> [TASK TO COMPLETE]: Which lines in the material below contain the word "black"? List each of them in full.

> [RECORDS FOR THIS TASK]:
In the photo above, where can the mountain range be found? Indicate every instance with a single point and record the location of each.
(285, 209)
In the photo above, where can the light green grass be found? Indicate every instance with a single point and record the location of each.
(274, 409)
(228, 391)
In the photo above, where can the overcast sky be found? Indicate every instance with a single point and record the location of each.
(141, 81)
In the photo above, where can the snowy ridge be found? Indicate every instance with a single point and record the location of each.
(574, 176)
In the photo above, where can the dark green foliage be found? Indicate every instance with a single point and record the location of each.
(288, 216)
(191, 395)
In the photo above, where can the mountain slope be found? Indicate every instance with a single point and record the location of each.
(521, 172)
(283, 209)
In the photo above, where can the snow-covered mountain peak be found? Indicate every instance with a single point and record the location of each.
...
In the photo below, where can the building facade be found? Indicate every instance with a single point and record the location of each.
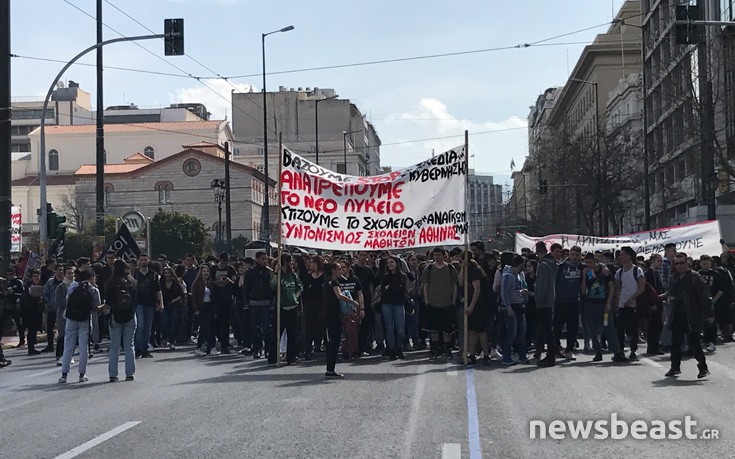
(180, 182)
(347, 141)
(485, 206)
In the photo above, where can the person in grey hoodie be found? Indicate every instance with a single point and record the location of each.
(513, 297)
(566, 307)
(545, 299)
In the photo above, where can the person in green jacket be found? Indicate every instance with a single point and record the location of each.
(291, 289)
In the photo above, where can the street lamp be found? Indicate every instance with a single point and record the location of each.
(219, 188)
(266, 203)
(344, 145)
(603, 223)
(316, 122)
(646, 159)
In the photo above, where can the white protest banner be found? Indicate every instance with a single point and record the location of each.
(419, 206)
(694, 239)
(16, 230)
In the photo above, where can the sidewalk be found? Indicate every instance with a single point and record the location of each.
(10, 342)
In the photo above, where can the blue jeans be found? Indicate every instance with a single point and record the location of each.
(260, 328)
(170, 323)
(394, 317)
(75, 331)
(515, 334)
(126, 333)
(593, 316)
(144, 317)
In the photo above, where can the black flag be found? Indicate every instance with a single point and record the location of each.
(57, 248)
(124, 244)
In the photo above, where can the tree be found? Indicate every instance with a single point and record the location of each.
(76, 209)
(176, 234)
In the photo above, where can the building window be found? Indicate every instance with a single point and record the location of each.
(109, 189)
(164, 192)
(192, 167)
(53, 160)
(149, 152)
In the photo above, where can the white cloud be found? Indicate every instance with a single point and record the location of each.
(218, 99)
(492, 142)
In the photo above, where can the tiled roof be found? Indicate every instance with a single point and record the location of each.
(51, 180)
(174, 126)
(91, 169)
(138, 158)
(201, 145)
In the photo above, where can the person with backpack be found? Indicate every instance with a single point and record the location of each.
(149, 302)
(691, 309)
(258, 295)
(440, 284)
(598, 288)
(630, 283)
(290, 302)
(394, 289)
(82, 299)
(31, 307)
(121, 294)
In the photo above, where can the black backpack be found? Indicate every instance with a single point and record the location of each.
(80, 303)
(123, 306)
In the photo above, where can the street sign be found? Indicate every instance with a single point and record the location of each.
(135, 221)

> [EXERCISE SOLUTION]:
In the photo above, where can the black flag be found? Indicate every instance with a single point and record the location of each.
In the photo above, where can the black backpack be found? Indicate every instance with a single point and record the location of each.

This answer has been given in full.